(Saved entries)
----

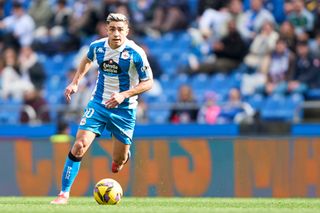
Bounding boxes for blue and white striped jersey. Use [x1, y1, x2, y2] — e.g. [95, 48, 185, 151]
[87, 38, 152, 109]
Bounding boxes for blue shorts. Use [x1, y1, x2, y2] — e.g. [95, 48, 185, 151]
[79, 101, 136, 145]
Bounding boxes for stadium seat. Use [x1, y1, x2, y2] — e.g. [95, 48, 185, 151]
[148, 109, 170, 124]
[306, 89, 320, 100]
[261, 94, 303, 122]
[246, 93, 265, 111]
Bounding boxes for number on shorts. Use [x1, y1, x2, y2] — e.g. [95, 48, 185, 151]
[84, 108, 94, 118]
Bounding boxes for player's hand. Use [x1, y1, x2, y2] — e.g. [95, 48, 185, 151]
[64, 83, 78, 102]
[105, 93, 125, 109]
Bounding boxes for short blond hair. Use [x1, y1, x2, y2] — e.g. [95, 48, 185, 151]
[106, 13, 129, 25]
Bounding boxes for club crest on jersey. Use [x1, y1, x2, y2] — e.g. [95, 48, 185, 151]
[100, 59, 121, 74]
[121, 50, 130, 60]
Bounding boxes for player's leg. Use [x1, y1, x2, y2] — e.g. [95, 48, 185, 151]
[51, 129, 96, 204]
[112, 136, 130, 173]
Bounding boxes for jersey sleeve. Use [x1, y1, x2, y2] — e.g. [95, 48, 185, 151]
[87, 43, 96, 61]
[133, 49, 153, 81]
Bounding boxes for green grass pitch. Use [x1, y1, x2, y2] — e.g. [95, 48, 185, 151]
[0, 197, 320, 213]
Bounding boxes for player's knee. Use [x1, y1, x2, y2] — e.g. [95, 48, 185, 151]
[113, 155, 126, 166]
[72, 139, 86, 157]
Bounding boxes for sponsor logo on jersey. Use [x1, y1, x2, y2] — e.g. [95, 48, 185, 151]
[121, 50, 130, 60]
[97, 47, 104, 53]
[100, 59, 121, 74]
[80, 118, 87, 126]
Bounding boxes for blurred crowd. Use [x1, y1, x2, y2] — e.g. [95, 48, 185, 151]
[0, 0, 320, 124]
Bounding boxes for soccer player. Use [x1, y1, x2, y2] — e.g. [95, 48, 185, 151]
[51, 13, 153, 204]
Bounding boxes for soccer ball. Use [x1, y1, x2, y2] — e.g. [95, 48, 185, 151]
[93, 178, 123, 205]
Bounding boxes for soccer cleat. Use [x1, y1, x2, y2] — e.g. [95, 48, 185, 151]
[111, 150, 131, 173]
[124, 150, 131, 164]
[50, 192, 69, 205]
[111, 162, 123, 173]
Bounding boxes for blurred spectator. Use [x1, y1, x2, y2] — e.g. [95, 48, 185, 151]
[243, 0, 291, 23]
[188, 0, 242, 55]
[33, 0, 80, 55]
[279, 21, 297, 53]
[129, 0, 155, 35]
[29, 0, 53, 28]
[313, 2, 320, 35]
[169, 85, 199, 124]
[20, 89, 50, 124]
[197, 92, 221, 124]
[70, 0, 99, 37]
[0, 2, 35, 47]
[198, 0, 229, 14]
[187, 20, 247, 74]
[1, 48, 34, 100]
[199, 3, 230, 42]
[287, 0, 314, 35]
[151, 0, 189, 33]
[219, 88, 255, 123]
[310, 31, 320, 59]
[238, 0, 275, 42]
[288, 41, 320, 93]
[244, 22, 279, 69]
[19, 46, 46, 90]
[261, 39, 295, 94]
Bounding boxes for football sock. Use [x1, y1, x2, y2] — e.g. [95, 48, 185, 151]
[61, 151, 82, 192]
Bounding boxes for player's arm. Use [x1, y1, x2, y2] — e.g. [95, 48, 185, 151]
[121, 78, 153, 98]
[64, 56, 92, 101]
[105, 78, 153, 108]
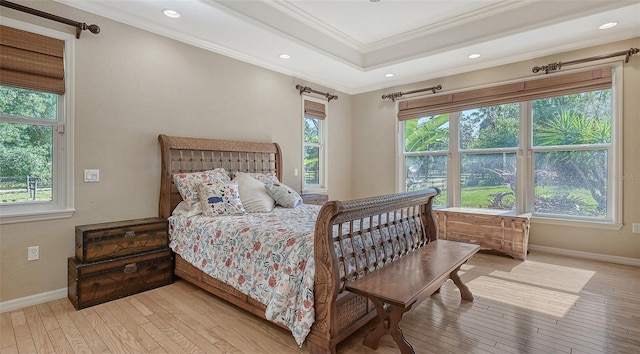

----

#### Goal
Echo the lines that run from the line with "Bounding boxes for blurred crowd." to the line with "[93, 178, 123, 205]", including both of those lines.

#### Finished exercise
Bounding boxes for blurred crowd. Use [x1, y1, x2, y2] — e.g. [95, 48, 185, 151]
[0, 0, 320, 124]
Bounding boxes for soccer player. Use [x1, y1, x2, y2] — e.g. [95, 48, 185, 151]
[51, 13, 153, 204]
Bounding boxes for soccer ball. Use [x1, y1, x2, y2] — e.g. [95, 48, 185, 151]
[93, 178, 123, 205]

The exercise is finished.